START DATA LISTING
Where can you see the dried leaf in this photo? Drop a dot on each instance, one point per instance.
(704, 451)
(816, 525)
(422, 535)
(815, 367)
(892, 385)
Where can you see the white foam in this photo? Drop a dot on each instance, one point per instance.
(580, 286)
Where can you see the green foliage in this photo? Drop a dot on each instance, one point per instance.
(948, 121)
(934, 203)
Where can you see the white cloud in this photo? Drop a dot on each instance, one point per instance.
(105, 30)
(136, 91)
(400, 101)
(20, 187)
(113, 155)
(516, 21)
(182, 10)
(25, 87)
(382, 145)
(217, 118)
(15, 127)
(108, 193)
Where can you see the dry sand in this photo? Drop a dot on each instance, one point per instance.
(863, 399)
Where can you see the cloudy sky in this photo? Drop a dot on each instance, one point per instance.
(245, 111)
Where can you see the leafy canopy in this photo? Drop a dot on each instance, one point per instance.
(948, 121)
END DATA LISTING
WHAT NEEDS TO BE DONE: Each entry above is to be set down again in exactly the same words.

RESULT:
Where can you see the dried leaf in this photo? Drop a dot on each instance, one point per instance.
(704, 451)
(816, 525)
(422, 535)
(815, 367)
(892, 385)
Where can you see the white foam in this photo? Drop a dot on each instance, one point per instance.
(580, 286)
Where can you see the green foliage in this photo? Drop a dot on each instance, one point per instance.
(948, 121)
(934, 203)
Where can you see the white cloud in this photo? Drop a dot on each instance, one point per instance.
(105, 30)
(136, 91)
(400, 101)
(20, 187)
(113, 155)
(516, 21)
(182, 10)
(25, 87)
(382, 145)
(217, 118)
(15, 127)
(108, 193)
Where can you see the dry sand in this photo? Drop a dot on each instance, one point per instance.
(863, 399)
Where can you see the cloudy sky in this photo? Drop a dot on each instance, one point per instance.
(245, 111)
Where can you see the leafy canopy in this photo? Drop a dot on each instance, one point per instance.
(948, 121)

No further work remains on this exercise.